◆ Task goal
Write the records out again, precisely as they stand.

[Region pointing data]
Content starts

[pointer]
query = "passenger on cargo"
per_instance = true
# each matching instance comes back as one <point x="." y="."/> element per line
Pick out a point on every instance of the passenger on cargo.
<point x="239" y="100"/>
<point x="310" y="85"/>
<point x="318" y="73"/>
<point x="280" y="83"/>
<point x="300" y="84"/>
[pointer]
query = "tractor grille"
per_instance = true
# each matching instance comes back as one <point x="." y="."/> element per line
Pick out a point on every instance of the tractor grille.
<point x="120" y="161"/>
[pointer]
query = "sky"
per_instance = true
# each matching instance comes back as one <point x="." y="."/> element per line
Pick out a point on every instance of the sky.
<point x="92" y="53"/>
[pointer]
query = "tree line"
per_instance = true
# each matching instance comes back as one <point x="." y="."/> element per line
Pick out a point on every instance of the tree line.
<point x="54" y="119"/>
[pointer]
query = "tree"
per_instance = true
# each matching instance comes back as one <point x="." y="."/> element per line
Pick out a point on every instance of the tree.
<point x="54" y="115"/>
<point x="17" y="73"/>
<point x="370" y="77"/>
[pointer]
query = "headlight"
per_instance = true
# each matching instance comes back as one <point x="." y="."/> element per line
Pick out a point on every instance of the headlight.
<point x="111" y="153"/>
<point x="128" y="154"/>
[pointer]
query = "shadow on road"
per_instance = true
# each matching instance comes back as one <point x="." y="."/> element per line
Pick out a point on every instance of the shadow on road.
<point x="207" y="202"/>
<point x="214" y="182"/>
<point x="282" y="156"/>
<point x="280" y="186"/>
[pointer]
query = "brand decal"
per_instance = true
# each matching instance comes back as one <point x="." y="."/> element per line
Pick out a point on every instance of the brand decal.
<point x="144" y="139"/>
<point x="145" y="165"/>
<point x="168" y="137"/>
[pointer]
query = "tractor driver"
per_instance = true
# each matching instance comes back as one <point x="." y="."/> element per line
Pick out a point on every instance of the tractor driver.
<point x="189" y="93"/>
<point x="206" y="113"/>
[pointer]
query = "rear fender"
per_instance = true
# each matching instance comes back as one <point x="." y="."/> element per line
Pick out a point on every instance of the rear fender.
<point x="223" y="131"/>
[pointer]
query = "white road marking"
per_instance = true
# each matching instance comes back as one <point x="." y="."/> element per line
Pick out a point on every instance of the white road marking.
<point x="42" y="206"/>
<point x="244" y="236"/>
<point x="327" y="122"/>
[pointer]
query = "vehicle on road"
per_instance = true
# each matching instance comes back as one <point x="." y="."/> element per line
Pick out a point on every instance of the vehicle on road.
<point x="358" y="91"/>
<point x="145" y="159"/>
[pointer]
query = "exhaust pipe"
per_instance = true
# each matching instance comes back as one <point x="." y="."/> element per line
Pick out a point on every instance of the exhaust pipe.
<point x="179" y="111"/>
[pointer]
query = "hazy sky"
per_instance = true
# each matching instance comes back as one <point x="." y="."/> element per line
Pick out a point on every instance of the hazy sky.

Content ends

◆ Task result
[pointer]
query = "passenger on cargo"
per_instance = true
# each matching instance comes back as one <point x="." y="."/> element per line
Pick out a point on every instance of the passenger on cargo.
<point x="239" y="100"/>
<point x="310" y="85"/>
<point x="318" y="73"/>
<point x="280" y="83"/>
<point x="300" y="84"/>
[pointer]
query = "tractor grille"
per_instance = true
# each matching instance comes back as one <point x="." y="."/> element per line
Pick out a point on every instance of the tractor grille.
<point x="120" y="161"/>
[pointer]
query = "sky"
per_instance = true
# each matching instance comes back as one <point x="." y="."/> element per line
Pick out a point on every instance of the sky.
<point x="92" y="53"/>
[pointer]
query = "tree line"
per_instance = true
# each matching instance comes back as one <point x="." y="."/> element per line
Pick out a point on every instance of the tree line.
<point x="54" y="119"/>
[pointer]
query = "tree"
per_instance = true
# each matching instance comes back as one <point x="." y="."/> element per line
Pick out a point on every instance of the tree.
<point x="54" y="115"/>
<point x="17" y="73"/>
<point x="370" y="77"/>
[pointer]
query = "headlight"
per_instance = true
# each matching instance comes back as one <point x="." y="."/> element per line
Pick out a point on every instance of the headlight.
<point x="111" y="153"/>
<point x="128" y="154"/>
[pointer]
query = "shadow on road"
per_instance = true
# each matching instance comes back as one <point x="." y="."/> element per line
Pick out a point on every instance of the shadow on road.
<point x="207" y="202"/>
<point x="214" y="182"/>
<point x="282" y="156"/>
<point x="280" y="186"/>
[pointer]
query = "brand decal"
per_instance = true
# each matching instance comes back as one <point x="." y="."/> element per line
Pick out a point on every instance of the brand decal.
<point x="144" y="139"/>
<point x="145" y="165"/>
<point x="168" y="137"/>
[pointer]
query = "tractor driver"
per_instance = true
# each matching instance comes back as one <point x="." y="."/> element per line
Pick out a point on every instance of the tractor driver.
<point x="189" y="93"/>
<point x="206" y="113"/>
[pointer]
query = "rear fender"
per_instance = true
# each matching instance comes back as one <point x="." y="."/> element per line
Pick out a point on every instance of the rear fender.
<point x="223" y="131"/>
[pointer]
query = "white road marking"
per_instance = true
# each matching instance comes back as one <point x="." y="."/> element per line
Pick out a point on every instance of the white road marking.
<point x="42" y="206"/>
<point x="244" y="236"/>
<point x="327" y="122"/>
[pointer]
query = "vehicle on road"
per_instance = true
# each matching instance comes back as one <point x="." y="."/> element per line
Pick out a point on every instance of the vehicle on road.
<point x="358" y="91"/>
<point x="145" y="159"/>
[pointer]
query = "exhaust pipe"
per_instance = true
# each matching instance comes back as one <point x="." y="."/> element per line
Pick out a point on every instance of the exhaust pipe.
<point x="179" y="111"/>
[pointer]
query = "hazy sky"
per_instance = true
# each matching instance comes back as one <point x="." y="."/> element per line
Pick out a point on every instance of the hazy sky.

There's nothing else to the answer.